→ **What the task requires**
Update the entries below by replacing each occurrence of "even-odd rule" with "nonzero winding rule", and reproduce them with everything else unchanged.

(Dataset records)
________________________

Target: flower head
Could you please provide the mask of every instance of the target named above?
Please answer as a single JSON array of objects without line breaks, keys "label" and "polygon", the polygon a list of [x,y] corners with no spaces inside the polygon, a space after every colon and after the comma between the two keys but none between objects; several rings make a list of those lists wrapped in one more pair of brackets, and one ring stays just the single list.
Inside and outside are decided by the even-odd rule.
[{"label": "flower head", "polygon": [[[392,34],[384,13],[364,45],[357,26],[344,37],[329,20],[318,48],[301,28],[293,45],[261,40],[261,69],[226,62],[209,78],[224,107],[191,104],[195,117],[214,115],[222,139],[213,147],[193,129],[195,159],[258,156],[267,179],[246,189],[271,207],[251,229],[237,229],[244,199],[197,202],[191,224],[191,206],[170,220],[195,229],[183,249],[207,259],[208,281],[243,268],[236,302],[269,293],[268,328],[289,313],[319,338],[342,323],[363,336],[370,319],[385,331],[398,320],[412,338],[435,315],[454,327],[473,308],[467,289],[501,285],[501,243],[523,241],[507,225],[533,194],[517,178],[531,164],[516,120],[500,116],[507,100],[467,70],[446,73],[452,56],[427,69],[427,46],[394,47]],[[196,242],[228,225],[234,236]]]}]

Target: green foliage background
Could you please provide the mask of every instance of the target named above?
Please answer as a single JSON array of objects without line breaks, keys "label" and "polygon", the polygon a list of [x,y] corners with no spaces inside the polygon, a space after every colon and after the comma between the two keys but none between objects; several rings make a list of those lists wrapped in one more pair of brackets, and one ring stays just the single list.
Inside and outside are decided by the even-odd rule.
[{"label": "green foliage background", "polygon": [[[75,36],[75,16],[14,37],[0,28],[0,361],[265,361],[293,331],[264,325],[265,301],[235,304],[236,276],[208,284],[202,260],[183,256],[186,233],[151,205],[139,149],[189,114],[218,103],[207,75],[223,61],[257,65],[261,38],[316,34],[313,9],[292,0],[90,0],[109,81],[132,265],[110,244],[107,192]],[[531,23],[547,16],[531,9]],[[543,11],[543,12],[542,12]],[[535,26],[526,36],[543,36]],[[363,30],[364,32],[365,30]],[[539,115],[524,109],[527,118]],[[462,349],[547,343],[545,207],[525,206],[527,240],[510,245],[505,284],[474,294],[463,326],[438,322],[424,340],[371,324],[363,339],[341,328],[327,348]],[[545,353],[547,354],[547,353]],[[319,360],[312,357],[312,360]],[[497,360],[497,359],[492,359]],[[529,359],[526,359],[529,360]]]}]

________________________

→ **Result for this exercise**
Target: flower head
Could you please provide the mask of every instance of the target named above?
Please answer as a single JSON array of objects without line breaks, keys "label" and "polygon", the polygon a list of [x,y] corners with no spaces inside the polygon, a space after every colon and after the comma between the two keys but none between objects; several rings make a list of those lists wrapped in one more pair of brackets, and one ring stays just the single list.
Inside and outside are decided by the nonzero winding rule.
[{"label": "flower head", "polygon": [[[392,34],[384,13],[364,45],[357,26],[344,37],[329,20],[318,48],[301,28],[293,45],[261,40],[261,69],[226,62],[209,78],[224,107],[191,104],[195,117],[214,115],[222,139],[213,147],[193,129],[195,159],[258,156],[267,179],[246,189],[271,207],[251,229],[237,229],[244,199],[197,202],[191,224],[191,206],[170,220],[195,229],[183,249],[207,259],[208,281],[243,268],[236,302],[269,293],[268,328],[289,313],[319,338],[342,323],[363,336],[370,319],[385,331],[398,320],[412,338],[435,315],[454,327],[473,308],[467,289],[501,285],[501,243],[523,241],[507,225],[533,194],[517,178],[531,164],[516,120],[500,116],[507,100],[467,70],[446,73],[452,56],[427,69],[427,46],[394,47]],[[196,242],[228,225],[234,236]]]}]

Target: green foliage background
Could you please provide the mask of every instance of the target named above?
Please answer as a single JSON array of objects without line breaks, keys "label" and "polygon", the polygon a list of [x,y] corners with no spaces inside the polygon, a space after every colon and after the comma between the two keys but none between objects; several rings make a list of those lists wrapped in one more pair of brackets, and one ring stays just the single list.
Inside and outside are decided by the nonzero winding rule.
[{"label": "green foliage background", "polygon": [[[75,36],[75,16],[14,37],[0,28],[0,361],[265,361],[293,331],[264,325],[265,301],[235,304],[236,276],[208,284],[202,260],[183,256],[186,233],[151,205],[139,149],[189,114],[218,103],[207,75],[223,61],[257,65],[261,38],[316,34],[313,9],[292,0],[90,0],[109,81],[132,265],[110,244],[107,192]],[[531,23],[547,16],[531,9]],[[543,11],[543,12],[542,12]],[[535,26],[526,36],[543,36]],[[363,30],[364,32],[365,30]],[[539,115],[524,109],[527,118]],[[462,349],[547,343],[545,207],[525,206],[527,240],[510,245],[505,284],[474,294],[463,326],[438,322],[424,340],[371,324],[363,339],[341,328],[327,348]],[[545,353],[547,354],[547,353]],[[319,360],[312,357],[312,360]],[[497,360],[497,359],[492,359]],[[529,359],[526,359],[529,360]]]}]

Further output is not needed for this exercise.